-- Start SUPPLIED MATERIAL --

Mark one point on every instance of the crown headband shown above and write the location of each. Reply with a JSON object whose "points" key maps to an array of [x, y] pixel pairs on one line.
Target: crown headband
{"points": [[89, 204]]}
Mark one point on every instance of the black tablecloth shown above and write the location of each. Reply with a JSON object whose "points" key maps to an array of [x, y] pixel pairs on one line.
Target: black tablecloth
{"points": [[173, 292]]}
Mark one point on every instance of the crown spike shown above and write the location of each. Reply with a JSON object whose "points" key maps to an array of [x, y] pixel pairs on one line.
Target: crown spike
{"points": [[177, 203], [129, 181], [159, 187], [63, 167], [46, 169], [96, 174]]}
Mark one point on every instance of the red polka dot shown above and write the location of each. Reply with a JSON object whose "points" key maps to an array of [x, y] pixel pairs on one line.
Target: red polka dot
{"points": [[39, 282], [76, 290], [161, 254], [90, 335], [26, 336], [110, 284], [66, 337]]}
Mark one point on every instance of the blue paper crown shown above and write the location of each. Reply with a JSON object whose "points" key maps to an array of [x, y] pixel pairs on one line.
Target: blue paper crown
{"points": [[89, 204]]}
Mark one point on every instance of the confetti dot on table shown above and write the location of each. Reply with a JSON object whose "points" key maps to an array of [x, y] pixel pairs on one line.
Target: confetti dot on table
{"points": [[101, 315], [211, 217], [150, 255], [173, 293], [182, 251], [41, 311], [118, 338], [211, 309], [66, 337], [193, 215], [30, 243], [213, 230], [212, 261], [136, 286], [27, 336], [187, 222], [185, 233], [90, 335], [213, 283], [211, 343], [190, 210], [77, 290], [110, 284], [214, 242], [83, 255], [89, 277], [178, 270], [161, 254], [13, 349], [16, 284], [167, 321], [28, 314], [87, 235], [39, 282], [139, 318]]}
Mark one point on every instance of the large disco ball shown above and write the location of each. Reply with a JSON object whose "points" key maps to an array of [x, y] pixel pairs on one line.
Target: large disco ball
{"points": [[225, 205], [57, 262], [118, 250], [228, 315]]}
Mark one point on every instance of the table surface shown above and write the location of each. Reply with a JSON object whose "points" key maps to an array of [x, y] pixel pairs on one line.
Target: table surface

-- End SUPPLIED MATERIAL --

◆ YOUR INSTRUCTIONS: Please reproduce word for word the rows above, from the line with "Mark one point on every instance of the confetti" up to and including the line with "Target: confetti dot on table".

◆ SOLUTION BELOW:
Mark one point on every instance of the confetti dot on table shown above and write the location of each. Reply with a JSON object whose "points" key maps to an array of [x, y] pixel pairs on one line.
Target: confetti dot on table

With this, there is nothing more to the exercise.